[Data listing]
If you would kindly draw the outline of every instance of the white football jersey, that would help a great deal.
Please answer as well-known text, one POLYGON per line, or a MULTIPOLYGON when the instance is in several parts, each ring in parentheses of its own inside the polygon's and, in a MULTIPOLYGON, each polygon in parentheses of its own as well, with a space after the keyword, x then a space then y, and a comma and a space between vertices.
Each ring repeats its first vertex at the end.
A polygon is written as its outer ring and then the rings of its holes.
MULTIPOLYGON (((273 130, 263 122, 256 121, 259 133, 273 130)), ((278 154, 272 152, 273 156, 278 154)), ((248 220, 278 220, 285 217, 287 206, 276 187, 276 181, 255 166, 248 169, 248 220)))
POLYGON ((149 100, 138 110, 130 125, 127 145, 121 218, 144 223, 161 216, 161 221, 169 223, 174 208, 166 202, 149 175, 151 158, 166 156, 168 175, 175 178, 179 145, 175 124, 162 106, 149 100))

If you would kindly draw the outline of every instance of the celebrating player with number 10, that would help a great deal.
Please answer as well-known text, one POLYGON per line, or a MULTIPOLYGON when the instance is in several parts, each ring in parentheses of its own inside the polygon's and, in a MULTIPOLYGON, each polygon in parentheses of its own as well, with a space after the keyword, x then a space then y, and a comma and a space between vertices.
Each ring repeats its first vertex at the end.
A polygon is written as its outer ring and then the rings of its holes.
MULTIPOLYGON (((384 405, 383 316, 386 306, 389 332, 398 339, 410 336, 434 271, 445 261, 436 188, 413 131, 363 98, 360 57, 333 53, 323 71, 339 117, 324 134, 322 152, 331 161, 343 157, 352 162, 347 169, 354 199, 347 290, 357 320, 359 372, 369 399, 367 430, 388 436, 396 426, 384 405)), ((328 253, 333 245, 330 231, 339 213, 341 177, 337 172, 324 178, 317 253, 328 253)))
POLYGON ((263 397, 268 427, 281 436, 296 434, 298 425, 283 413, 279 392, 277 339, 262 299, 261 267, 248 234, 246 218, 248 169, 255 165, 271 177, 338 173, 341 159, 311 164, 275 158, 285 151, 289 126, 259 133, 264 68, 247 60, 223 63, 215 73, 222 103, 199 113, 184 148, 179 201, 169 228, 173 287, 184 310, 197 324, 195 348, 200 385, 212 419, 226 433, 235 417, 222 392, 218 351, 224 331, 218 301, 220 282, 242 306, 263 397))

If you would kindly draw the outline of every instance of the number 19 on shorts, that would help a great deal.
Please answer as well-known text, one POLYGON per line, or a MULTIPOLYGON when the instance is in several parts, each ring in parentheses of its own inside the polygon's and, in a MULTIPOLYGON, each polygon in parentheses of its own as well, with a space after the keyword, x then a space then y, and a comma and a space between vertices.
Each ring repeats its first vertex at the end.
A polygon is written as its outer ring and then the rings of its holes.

- [WHAT IS EXPECTED] Copy the data above once more, word for word, from the line containing "shorts, that would help a great deal." down to the end of the data, including both of those lines.

- [THE REPLY]
If you would kindly draw the outline of every instance of the number 19 on shorts, that would help a great deal.
Please answer as well-known text, one POLYGON per line, or a MULTIPOLYGON when the instance is in several parts, each ring in parentheses of its own inside the polygon's and, in a MULTIPOLYGON, each polygon in parentheses of its own as well, with a space after the keyword, x then a space then y, and a comma and a space between vertices.
Each ring repeats its first vertex at the end.
A polygon is written as its outer ring and then the rings of its holes.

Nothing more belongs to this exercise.